Excerpt to read:
A REPORTER asks a councillor whether Birmingham Airport should be renamed in honour of Ozzy Osbourne and the councillor says: "It's an interesting idea and I've got an open mind." I bet there's as much chance of renaming the airport after Ozzy as there is of styling it after that other son of Brum, Enoch Powell. As a general rule, when you put a local hero's name above your airport, as with John Lennon in Liverpool or George Best in Belfast, the place is forever branded as second-rate and provincial. "Birmingham Airport" is a world brand and has a simple dignity. Don't mess with it.

OUR changing language. They are drunken yobs for the other 364 nights of the year but at the New Year they become "revellers".

THE NHS spends more than £5,000 million a year dealing with obesity. It is, in every sense, a growth industry. Now, the Royal College of Physicians claims the service is inadequate. In other words, we ought to spend a few billion more. The NHS was created to cure people who fall ill or infirm. Since when did stuffing your face become an illness? And why should we taxpayers fork out a fortune for people who could cure themselves simply by eating less?

I COULD certainly eat a lot less of one cheese I was given over the festive peiod. Why, when you have made a perfectly good Cheshire cheese, would anyone add apple, ginger and Irish whiskey? Yuk.

[Records from a data collection]
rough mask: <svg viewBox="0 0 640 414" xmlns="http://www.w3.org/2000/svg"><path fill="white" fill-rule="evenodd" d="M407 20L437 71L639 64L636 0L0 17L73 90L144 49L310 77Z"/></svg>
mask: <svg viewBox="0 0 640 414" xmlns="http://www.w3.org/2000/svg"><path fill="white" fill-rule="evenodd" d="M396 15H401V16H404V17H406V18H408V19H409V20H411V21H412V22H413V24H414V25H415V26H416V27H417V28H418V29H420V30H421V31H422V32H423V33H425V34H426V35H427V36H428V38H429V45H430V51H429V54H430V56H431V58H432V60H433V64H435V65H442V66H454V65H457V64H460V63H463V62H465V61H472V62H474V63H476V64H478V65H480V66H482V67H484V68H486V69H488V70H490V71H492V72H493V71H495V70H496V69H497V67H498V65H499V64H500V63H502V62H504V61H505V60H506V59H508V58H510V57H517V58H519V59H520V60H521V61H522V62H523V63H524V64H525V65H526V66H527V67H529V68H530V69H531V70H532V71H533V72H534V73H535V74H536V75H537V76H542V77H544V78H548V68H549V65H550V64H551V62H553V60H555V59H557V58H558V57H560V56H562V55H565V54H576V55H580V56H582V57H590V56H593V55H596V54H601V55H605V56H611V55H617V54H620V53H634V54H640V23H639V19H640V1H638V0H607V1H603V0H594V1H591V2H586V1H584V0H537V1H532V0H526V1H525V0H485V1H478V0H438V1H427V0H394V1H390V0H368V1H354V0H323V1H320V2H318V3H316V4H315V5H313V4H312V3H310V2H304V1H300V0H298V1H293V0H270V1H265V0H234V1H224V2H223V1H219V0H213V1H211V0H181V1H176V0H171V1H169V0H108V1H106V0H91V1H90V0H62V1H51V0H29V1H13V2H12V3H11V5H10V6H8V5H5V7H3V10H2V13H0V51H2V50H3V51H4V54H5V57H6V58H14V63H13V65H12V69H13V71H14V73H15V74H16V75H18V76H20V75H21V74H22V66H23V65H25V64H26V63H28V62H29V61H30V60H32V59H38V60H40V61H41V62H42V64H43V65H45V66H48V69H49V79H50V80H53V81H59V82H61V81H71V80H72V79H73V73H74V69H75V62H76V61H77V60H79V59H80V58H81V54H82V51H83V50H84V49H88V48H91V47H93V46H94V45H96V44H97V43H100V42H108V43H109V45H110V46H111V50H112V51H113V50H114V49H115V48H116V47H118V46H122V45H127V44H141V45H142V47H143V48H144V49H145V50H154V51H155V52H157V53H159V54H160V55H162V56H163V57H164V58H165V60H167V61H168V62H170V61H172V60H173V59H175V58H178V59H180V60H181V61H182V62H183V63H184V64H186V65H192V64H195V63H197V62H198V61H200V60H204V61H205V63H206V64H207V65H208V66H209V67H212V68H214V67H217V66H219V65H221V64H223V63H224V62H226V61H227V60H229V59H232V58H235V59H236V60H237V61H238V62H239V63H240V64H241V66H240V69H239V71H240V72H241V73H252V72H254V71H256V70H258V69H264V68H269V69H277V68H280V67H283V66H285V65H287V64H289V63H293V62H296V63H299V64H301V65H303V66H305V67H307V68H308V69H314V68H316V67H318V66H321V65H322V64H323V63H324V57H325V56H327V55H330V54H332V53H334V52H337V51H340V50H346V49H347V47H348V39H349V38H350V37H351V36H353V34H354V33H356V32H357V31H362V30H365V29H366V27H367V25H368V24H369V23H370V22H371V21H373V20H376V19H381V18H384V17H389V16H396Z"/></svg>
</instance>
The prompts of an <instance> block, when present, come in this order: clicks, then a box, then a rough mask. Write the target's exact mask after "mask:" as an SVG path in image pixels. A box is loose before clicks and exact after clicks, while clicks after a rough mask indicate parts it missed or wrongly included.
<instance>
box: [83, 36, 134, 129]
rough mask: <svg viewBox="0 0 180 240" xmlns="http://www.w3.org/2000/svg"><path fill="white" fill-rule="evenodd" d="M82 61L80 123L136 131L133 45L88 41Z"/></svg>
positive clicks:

Problem 1: In the opinion excerpt, which three ingredients were added to the Cheshire cheese the writer was given?
Problem 2: Continue the opinion excerpt from its last sentence, in the same style.

Exercise output 1: Apple, ginger and Irish whiskey.

Exercise output 2:
"THE sanctity of someone else's marriage has no effect on the sanctity of yours," declares a Daily Mail reader, in support of gay marriage. Oh, but it does. Right at the heart of the sanctity of marriage is the issue of adultery, a breach of trust so grave that it has always been grounds for divorce. It seems the new law will not recognise adultery in same-sex marriages. And if it doesn't apply to gays, how can it possibly apply to straight couples without creating discrimination? One early result of making same-sex marriage legal will be that the broken-hearted woman whose husband cheats on her and who can no longer bear to live with him will be told she cannot get a divorce. Does anyone remember voting for that? Of course not. Same-sex marriage did not appear in any election manifesto at the last General Election. The nation is being bounced into it for no better reason than David Cameron thinks it will win a few gay votes.

AN eagle-eyed reader points out that a survey claims 46 per cent of Brits used credit cards, overdrafts, store cards or payday loans to cover Christmas spending this year while 36 per cent dipped into their savings. He asks: "Were the remaining 18 per cent shoplifting?"